↓↓↓
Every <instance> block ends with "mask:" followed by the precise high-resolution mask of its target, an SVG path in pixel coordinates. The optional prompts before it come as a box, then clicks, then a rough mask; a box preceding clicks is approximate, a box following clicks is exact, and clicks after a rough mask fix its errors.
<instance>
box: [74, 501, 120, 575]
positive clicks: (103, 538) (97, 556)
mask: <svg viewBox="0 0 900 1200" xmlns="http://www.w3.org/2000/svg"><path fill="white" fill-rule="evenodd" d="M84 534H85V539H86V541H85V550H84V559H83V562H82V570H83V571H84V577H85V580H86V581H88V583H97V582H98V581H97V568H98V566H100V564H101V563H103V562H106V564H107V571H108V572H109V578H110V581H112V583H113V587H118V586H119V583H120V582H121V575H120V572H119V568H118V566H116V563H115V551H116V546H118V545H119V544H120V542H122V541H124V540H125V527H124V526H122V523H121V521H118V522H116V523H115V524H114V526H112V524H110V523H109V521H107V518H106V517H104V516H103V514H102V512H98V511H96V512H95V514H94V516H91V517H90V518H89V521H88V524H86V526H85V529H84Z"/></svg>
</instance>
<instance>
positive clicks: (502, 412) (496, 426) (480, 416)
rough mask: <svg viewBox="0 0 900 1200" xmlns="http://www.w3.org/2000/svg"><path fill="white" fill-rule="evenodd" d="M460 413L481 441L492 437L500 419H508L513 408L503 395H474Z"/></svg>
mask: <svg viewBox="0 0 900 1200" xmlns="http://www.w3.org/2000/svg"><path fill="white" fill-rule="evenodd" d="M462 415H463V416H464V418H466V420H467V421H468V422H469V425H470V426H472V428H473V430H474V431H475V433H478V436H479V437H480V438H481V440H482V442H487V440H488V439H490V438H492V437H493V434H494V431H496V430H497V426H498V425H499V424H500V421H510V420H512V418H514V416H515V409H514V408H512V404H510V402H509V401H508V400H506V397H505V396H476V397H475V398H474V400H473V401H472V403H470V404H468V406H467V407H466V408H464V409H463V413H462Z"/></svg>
↑↑↑
• WORK REQUEST: Format all the lines of the items above as a JSON list of strings, one string per line, omitting any blank lines.

• TASK OUTPUT:
[
  "Every <instance> block ends with \"mask:\" followed by the precise high-resolution mask of its target, an SVG path in pixel coordinates. The optional prompts before it come as a box, then clicks, then a rough mask; a box preceding clicks is approximate, a box following clicks is exact, and clicks after a rough mask fix its errors.",
  "<instance>",
  "box: [74, 501, 120, 575]",
  "positive clicks: (103, 538) (97, 556)",
  "mask: <svg viewBox=\"0 0 900 1200\" xmlns=\"http://www.w3.org/2000/svg\"><path fill=\"white\" fill-rule=\"evenodd\" d=\"M84 534H85V539H86V541H85V550H84V559H83V562H82V570H83V571H84V577H85V580H86V581H88V583H97V582H98V581H97V568H98V566H100V564H101V563H103V562H106V564H107V571H108V572H109V578H110V581H112V583H113V587H118V586H119V583H120V582H121V575H120V572H119V568H118V566H116V563H115V551H116V546H118V545H119V544H120V542H122V541H124V540H125V527H124V526H122V523H121V521H118V522H116V523H115V524H114V526H112V524H110V523H109V521H107V518H106V517H104V516H103V514H102V512H98V511H96V512H95V514H94V516H91V517H90V518H89V521H88V524H86V526H85V529H84Z\"/></svg>",
  "</instance>",
  "<instance>",
  "positive clicks: (502, 412) (496, 426) (480, 416)",
  "rough mask: <svg viewBox=\"0 0 900 1200\" xmlns=\"http://www.w3.org/2000/svg\"><path fill=\"white\" fill-rule=\"evenodd\" d=\"M460 413L481 441L492 437L500 419H508L513 408L503 395H474Z\"/></svg>",
  "mask: <svg viewBox=\"0 0 900 1200\" xmlns=\"http://www.w3.org/2000/svg\"><path fill=\"white\" fill-rule=\"evenodd\" d=\"M462 415H463V416H464V418H466V420H467V421H468V422H469V425H470V426H472V428H473V430H474V431H475V433H478V436H479V437H480V438H481V440H482V442H487V440H488V439H490V438H492V437H493V434H494V431H496V430H497V426H498V425H499V424H500V421H510V420H512V418H514V416H515V409H514V408H512V404H510V402H509V401H508V400H506V397H505V396H476V397H475V398H474V400H473V401H472V403H470V404H468V406H467V407H466V408H464V409H463V413H462Z\"/></svg>"
]